* [Dataset records]:
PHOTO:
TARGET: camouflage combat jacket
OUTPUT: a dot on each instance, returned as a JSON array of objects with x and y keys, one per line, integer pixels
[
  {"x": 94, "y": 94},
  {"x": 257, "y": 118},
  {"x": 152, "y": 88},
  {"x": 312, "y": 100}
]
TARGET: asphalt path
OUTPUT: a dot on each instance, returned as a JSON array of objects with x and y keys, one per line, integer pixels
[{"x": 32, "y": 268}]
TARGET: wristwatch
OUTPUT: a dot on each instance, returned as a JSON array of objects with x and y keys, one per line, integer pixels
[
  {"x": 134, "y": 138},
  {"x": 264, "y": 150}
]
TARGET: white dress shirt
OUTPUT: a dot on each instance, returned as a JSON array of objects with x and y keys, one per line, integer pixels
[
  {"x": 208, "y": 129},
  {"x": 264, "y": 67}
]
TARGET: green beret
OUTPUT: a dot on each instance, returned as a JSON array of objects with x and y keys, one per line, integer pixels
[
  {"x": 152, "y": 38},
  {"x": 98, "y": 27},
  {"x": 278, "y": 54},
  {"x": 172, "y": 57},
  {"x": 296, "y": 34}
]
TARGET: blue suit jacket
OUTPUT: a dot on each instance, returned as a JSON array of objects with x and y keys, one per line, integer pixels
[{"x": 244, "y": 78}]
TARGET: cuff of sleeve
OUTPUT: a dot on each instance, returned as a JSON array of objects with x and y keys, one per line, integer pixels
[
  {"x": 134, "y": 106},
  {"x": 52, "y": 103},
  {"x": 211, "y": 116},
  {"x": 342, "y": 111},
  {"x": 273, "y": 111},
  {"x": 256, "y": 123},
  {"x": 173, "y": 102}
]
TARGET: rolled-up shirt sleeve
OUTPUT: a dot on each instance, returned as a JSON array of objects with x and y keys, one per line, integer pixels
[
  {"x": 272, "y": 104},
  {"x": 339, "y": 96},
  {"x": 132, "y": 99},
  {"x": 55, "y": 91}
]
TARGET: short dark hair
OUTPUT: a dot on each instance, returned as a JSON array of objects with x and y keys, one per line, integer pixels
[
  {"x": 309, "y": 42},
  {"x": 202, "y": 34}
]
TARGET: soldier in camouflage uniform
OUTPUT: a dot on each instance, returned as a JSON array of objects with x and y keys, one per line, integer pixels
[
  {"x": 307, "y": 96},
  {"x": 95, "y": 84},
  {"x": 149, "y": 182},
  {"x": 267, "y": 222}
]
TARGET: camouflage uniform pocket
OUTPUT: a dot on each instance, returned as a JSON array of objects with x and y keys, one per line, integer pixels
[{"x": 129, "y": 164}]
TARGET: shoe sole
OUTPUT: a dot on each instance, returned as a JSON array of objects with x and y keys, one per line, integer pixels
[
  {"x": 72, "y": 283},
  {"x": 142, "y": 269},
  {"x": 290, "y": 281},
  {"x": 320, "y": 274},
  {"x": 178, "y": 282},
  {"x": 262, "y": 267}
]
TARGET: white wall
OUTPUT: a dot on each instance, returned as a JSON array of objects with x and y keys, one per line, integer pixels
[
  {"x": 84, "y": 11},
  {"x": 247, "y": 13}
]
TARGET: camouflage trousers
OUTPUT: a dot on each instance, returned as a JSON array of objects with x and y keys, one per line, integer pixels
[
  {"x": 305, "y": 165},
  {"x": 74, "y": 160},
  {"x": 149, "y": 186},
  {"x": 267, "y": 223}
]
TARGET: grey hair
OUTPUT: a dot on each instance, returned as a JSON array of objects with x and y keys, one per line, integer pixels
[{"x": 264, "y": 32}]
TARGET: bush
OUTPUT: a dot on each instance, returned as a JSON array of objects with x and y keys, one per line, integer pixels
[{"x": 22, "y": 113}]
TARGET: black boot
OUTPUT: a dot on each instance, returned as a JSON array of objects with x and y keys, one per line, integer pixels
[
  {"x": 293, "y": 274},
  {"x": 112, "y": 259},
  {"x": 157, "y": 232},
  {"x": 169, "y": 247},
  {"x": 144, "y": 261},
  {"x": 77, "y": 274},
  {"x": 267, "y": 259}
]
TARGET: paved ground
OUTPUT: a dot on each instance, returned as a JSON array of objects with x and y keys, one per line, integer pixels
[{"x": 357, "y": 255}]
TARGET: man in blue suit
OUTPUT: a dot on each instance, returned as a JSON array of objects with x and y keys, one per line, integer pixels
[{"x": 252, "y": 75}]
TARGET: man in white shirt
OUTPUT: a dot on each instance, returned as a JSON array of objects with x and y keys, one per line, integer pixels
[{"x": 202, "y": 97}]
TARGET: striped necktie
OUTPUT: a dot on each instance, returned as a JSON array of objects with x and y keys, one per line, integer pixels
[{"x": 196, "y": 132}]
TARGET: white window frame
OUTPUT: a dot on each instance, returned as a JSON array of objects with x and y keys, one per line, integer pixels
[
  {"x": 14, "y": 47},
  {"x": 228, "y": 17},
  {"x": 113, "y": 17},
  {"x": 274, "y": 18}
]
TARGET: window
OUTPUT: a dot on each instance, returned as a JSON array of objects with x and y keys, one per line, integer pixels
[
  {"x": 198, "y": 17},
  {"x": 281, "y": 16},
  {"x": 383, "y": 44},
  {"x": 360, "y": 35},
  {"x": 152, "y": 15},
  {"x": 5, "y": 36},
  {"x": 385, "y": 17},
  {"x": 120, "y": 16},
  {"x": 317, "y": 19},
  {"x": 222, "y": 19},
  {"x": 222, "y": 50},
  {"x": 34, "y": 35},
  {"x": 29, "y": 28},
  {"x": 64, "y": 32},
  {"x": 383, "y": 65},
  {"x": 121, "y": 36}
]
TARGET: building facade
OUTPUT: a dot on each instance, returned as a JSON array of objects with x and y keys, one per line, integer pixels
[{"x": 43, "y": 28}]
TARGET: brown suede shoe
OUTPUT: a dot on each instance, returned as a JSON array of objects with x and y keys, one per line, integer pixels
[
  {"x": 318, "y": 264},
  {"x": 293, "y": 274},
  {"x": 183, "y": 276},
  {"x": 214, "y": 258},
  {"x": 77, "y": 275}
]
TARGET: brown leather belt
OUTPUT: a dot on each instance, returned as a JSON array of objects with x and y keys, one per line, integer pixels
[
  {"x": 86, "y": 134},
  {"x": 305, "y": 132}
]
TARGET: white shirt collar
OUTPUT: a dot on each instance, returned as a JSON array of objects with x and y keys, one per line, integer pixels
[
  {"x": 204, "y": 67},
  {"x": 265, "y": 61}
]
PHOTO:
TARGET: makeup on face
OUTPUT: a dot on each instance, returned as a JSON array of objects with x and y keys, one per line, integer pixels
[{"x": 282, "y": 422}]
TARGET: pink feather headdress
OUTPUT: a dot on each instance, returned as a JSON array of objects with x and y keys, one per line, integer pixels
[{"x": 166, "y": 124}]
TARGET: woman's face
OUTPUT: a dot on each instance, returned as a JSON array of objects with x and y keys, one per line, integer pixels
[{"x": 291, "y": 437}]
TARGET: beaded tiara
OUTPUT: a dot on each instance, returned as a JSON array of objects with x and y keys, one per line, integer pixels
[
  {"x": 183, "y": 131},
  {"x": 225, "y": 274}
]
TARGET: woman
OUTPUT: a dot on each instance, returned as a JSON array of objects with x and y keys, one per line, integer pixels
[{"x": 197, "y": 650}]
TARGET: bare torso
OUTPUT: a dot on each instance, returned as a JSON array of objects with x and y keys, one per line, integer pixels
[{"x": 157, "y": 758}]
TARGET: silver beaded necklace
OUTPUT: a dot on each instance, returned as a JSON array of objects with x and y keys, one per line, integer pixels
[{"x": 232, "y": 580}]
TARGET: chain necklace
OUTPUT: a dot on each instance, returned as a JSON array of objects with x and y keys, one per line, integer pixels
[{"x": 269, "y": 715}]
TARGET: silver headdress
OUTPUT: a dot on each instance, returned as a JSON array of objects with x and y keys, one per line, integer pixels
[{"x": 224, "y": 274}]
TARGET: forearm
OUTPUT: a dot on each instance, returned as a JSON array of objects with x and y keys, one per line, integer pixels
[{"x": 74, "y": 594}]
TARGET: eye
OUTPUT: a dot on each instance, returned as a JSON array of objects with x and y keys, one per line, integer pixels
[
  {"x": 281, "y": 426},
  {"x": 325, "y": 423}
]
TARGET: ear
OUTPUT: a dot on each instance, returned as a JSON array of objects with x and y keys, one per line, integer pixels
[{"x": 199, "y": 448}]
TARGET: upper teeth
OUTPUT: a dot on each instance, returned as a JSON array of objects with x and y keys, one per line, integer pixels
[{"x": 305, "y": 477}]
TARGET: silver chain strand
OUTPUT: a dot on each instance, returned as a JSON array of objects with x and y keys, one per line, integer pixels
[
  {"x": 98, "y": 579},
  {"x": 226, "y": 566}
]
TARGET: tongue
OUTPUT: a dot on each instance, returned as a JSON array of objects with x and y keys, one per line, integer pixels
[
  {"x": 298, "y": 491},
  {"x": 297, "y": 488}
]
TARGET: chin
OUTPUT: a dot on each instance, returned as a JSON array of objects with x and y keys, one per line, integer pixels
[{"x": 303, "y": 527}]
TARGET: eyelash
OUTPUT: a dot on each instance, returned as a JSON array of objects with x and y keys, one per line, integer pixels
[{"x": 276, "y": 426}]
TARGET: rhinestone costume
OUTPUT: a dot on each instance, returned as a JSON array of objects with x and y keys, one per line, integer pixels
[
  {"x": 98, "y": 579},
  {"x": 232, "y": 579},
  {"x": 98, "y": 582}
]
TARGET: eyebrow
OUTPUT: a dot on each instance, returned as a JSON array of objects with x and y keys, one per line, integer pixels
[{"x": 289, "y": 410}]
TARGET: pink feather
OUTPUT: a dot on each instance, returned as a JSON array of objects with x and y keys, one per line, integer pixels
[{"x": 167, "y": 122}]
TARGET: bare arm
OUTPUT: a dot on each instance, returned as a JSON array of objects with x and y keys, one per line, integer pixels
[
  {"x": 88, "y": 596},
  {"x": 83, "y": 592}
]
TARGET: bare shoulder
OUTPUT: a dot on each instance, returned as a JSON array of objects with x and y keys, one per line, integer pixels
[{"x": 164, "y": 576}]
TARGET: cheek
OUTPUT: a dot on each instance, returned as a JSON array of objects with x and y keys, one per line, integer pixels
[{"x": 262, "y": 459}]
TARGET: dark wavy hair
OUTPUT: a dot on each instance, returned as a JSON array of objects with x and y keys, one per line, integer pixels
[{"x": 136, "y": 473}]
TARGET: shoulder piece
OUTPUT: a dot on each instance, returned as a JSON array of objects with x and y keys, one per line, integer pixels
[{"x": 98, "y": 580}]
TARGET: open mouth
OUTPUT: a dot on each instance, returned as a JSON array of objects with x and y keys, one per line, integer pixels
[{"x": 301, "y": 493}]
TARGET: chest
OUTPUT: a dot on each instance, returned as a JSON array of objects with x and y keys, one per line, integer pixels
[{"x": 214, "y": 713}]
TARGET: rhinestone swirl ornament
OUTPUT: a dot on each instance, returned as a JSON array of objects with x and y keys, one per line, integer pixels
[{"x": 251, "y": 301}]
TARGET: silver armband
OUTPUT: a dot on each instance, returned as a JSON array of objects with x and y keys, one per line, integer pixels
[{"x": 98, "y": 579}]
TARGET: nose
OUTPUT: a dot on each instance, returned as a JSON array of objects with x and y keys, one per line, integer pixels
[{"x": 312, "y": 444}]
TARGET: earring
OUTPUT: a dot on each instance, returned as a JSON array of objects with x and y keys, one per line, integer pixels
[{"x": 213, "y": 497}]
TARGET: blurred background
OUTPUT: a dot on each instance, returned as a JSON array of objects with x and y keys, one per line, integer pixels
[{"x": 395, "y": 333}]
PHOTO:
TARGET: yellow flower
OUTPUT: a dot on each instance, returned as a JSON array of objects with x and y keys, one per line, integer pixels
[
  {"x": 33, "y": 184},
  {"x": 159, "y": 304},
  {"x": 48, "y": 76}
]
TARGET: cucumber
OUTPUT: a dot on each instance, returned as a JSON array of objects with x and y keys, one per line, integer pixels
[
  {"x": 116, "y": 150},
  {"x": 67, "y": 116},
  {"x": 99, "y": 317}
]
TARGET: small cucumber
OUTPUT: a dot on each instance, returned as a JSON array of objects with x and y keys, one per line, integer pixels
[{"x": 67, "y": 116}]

* [What you are asked to do]: Each line holding the word "hair" must be pulled from the records.

* [Finished exercise]:
TARGET: short dark hair
TARGET: grey hair
TARGET: dark wavy hair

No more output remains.